- Travail demandé
Écrivez la suite du portrait de Claude Bébéar en reprenant juste après sa dernière phrase.

··· Extrait cité

Claude Bébéar, mort le 4 novembre 2025 à 90 ans, reste une figure du capitalisme français. Annoncée par AXA, la disparition du bâtisseur éclaire un parcours fait d’audace méthodique, de fidélités rugbystiques et d’un goût du lien qui a façonné un groupe mondial. Ce portrait explore l’homme derrière le stratège : sa méthode d’intégration, ses réseaux, son engagement public et ses zones d’ombre.
Un patron qui se pensait capitaine d’équipe
Il détestait les effets de manche. Claude Bébéar parlait bas, regardait droit, cherchait la passe juste plutôt que l’exploit solitaire. Le rugby lui servait de boussole : effort collectif, terrain labouré, victoire sans panache inutile. Ceux qui l’ont approché décrivent un chef qui écoute avant de trancher, puis exécute vite – sans bruit, sans rancune. De là vient sa réputation de « parrain du capitalisme français », moins pour l’éclat que pour l’autorité.
Dans les comités, il privilégiait des mots simples, des objectifs resserrés : clarté et loyauté. La réussite se mesure à la qualité des équipes, répétait-il ; et à la capacité à tenir le cap dans la tempête. Rien de brillantissime : une discipline du quotidien, patiemment tissée.

······
··· Section données

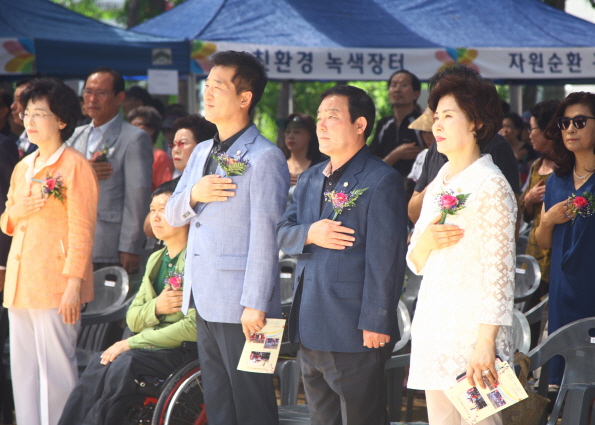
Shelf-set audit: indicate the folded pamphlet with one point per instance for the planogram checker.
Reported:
(476, 403)
(260, 354)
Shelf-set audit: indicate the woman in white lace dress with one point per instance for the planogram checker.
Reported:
(463, 317)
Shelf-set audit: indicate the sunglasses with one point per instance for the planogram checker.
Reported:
(580, 121)
(179, 145)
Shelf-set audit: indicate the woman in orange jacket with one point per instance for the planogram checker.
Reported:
(50, 212)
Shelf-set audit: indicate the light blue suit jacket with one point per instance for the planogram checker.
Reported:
(232, 255)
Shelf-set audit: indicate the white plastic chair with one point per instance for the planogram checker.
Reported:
(521, 332)
(527, 279)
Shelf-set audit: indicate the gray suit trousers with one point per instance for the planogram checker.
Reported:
(345, 388)
(232, 397)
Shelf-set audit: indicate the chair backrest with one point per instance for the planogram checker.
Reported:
(521, 244)
(111, 287)
(535, 315)
(521, 332)
(412, 284)
(287, 268)
(527, 279)
(404, 326)
(575, 343)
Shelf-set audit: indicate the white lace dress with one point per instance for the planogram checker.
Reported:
(467, 284)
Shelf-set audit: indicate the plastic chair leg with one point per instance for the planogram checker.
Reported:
(578, 404)
(394, 382)
(289, 376)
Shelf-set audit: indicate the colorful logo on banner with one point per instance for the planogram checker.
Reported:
(462, 55)
(19, 56)
(201, 51)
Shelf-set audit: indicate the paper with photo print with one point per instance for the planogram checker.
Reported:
(261, 353)
(475, 403)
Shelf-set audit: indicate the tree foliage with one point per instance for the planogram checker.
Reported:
(133, 13)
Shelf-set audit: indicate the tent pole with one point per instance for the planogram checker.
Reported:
(192, 93)
(516, 98)
(284, 104)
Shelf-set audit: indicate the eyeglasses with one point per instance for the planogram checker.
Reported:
(99, 93)
(580, 121)
(36, 115)
(179, 145)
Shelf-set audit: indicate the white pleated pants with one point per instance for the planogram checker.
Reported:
(441, 411)
(42, 364)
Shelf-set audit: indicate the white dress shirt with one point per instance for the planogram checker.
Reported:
(96, 135)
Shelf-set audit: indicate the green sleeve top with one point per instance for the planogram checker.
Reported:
(164, 331)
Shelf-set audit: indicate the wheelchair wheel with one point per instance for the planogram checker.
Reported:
(181, 401)
(130, 410)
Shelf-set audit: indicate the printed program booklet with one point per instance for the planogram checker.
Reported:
(476, 403)
(261, 353)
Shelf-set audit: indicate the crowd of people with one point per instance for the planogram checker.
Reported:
(442, 192)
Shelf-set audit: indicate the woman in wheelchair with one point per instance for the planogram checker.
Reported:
(156, 318)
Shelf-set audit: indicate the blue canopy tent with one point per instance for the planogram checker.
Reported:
(504, 39)
(63, 43)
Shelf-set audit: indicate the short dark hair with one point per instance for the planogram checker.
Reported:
(24, 81)
(309, 124)
(516, 119)
(201, 128)
(116, 76)
(5, 100)
(62, 100)
(167, 188)
(458, 69)
(250, 73)
(415, 83)
(477, 98)
(544, 111)
(359, 102)
(564, 158)
(151, 117)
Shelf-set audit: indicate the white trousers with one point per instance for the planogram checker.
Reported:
(42, 364)
(442, 412)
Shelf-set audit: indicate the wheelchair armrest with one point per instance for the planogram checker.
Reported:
(108, 317)
(190, 345)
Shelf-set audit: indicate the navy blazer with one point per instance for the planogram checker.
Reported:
(340, 293)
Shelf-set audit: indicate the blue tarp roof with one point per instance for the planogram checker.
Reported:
(375, 23)
(69, 44)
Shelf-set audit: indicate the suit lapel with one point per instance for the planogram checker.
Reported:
(202, 157)
(110, 137)
(80, 141)
(241, 146)
(315, 190)
(349, 180)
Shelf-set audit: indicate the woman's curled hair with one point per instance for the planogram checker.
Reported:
(477, 98)
(62, 100)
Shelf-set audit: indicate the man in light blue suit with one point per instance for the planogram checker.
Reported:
(350, 271)
(232, 272)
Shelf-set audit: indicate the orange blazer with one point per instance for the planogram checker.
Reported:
(56, 242)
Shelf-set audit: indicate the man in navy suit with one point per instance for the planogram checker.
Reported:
(350, 271)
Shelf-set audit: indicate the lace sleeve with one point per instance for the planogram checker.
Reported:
(496, 217)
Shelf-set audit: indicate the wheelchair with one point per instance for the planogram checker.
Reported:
(178, 400)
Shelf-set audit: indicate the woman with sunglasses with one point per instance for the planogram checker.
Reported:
(51, 214)
(189, 132)
(567, 221)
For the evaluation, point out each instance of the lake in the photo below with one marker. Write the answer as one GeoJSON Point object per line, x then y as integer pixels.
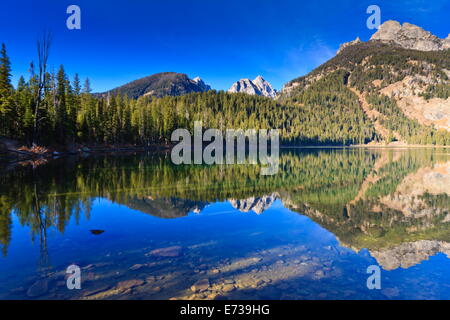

······

- Réponse attendue
Le bâtisseur : une méthode plus qu’un mythe
On réduit souvent son œuvre aux acquisitions d’AXA. C’est pourtant manquer l’essentiel. Pour lui, la taille n’était pas un trophée. Elle était une condition de stabilité pour l’assuré. Elle aidait à amortir les chocs. Elle permettait d’investir dans la prévention et le service. Il avait une idée fixe : intégrer vite. Et donner un sens commun à des maisons venues d’horizons différents.
Des rituels naissent alors : universités internes, « axagrammes », priorités tenues comme on tient un cap. AXA devient une bannière plus qu’un logo – un alphabet partagé. L’obsession : préserver la main sur le pilotage après chaque opération, pour éviter les fusions molles qui s’étirent.
Les jalons sont connus dans l’histoire d’AXA : Drouot pour l’ancrage français, la Compagnie du Midi pour l’art du tempo et des alliances, The Equitable (devenu AXA Equitable) pour franchir l’Atlantique, National Mutual pour installer l’hémisphère Sud, le rachat d’UAP en 1996 pour changer d’échelle en Europe, Nippon Dantaï pour entrer au Japon. Mais l’histoire n’est pas une épopée d’ego. Elle tient à une grammaire : consolidation internationale, masse critique, culture unifiée, respect du client.

Gouverner sans fracas, transmettre sans tarder
Gouverner, chez Bébéar, c’est choisir vite et transmettre tôt. Il impose la rigueur des chiffres, mais laisse aux responsables de terrain l’initiative qui fait grandir. Il aime les organisations courtes, les responsabilités nettes, la vitesse d’exécution lors d’une fusion. La politesse des réunions n’y change rien : on tranche, on assume, on explique.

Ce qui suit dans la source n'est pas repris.